Tareas ::
• A. Enumera las tres cosas que, según el texto sobre Isnotú, no son.
• B. Reescribe, por favor, la parte del texto sobre Isnotú que empieza con las palabras que contienen "A veces superamos" y termina con "el corazón: esperanza.". Renombra "Isnotú" como "Betijoque" en todas sus apariciones.
• C. Responde según el texto sobre Isnotú:
(i) ¿Qué se logró aplacar a pesar de los señalamientos de los peregrinos?
(ii) ¿Con qué se compara la evaporación del cuerpo que no se quiere?
(iii) ¿Qué palabra se lleva en la mente al ir a Isnotú?

Aunque los peregrinos me señalaban con el dedo del juicio final, y la obsoleta sensación del terrible fracaso, estaba obligándome a doblegar mi espina dorsal, pude aplacar el cansancio de la travesía, y pude lidiar con la meta del exitoso porvenir.
No son supersticiones, no son exasperaciones, no son falacias. Son vivencias, son verdades, son realidades.
A veces superamos los linderos de lo imposible, solo para rescatar la sonrisa de un ser querido. No queremos que su cuerpo se evaporice como el humo, no deseamos que su huella huela a cenizas, y no anhelamos que su suerte se despida con el adiós.
Vamos a Isnotú con una palabra en la mente: desesperación. Nos vamos de Isnotú con una palabra en el corazón: esperanza.

Conjunto de datos ::
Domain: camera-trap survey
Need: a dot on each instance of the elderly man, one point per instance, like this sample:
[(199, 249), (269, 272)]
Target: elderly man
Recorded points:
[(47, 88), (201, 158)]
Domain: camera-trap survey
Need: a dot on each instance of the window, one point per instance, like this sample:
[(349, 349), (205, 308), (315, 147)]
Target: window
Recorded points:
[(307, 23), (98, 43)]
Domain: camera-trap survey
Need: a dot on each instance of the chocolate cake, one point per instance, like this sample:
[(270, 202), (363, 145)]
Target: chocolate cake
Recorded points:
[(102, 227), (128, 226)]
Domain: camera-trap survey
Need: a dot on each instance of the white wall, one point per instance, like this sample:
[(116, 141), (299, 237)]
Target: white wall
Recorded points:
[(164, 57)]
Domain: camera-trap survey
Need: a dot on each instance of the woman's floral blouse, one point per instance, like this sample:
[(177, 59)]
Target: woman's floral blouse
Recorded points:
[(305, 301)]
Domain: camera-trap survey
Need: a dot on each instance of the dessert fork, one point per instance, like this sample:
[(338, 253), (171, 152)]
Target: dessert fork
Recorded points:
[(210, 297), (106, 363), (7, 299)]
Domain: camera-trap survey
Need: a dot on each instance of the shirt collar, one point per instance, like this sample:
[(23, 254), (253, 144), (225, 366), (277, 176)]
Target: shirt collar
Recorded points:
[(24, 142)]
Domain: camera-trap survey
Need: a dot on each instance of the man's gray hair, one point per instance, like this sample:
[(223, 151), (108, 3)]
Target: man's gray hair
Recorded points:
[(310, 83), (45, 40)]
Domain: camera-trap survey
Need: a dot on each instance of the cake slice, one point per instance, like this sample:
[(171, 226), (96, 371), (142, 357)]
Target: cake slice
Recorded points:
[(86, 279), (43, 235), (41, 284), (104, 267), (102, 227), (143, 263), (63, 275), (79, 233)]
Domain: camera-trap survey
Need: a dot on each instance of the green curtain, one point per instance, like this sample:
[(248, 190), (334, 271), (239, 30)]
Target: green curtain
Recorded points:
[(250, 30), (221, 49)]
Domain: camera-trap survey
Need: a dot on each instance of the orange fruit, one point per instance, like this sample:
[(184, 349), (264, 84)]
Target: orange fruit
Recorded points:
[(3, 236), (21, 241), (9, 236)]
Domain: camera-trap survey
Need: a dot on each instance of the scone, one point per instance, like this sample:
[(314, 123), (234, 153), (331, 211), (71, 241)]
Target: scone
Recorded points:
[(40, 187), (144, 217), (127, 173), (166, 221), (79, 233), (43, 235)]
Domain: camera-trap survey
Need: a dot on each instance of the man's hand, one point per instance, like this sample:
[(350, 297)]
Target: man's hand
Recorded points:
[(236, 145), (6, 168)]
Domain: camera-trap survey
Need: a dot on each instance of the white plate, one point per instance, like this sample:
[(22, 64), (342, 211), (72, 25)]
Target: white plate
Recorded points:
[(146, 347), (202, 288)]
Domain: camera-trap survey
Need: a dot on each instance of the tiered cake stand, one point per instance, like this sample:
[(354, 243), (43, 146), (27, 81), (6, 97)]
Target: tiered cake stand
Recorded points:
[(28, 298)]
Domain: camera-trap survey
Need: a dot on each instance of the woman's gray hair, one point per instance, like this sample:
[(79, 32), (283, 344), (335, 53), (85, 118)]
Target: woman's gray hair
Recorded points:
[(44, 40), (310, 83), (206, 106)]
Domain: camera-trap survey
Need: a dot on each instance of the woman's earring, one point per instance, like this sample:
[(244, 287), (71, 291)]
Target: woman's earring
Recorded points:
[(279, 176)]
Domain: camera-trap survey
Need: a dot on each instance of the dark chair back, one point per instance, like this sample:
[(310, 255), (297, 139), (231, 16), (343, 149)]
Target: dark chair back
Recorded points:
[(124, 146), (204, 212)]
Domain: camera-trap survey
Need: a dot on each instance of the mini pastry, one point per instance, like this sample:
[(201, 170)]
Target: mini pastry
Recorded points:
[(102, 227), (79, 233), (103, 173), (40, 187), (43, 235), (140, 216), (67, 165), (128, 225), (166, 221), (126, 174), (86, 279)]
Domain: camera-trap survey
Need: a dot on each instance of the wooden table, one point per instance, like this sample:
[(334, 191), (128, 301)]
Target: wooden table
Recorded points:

Soluciones ::
• A. supersticiones, exasperaciones, falacias

• B.
A veces superamos los linderos de lo imposible, solo para rescatar la sonrisa de un ser querido. No queremos que su cuerpo se evaporice como el humo, no deseamos que su huella huela a cenizas, y no anhelamos que su suerte se despida con el adiós.
Vamos a Betijoque con una palabra en la mente: desesperación. Nos vamos de Betijoque con una palabra en el corazón: esperanza.

• C.
(i) El cansancio de la travesía.
(ii) Con el humo.
(iii) Desesperación.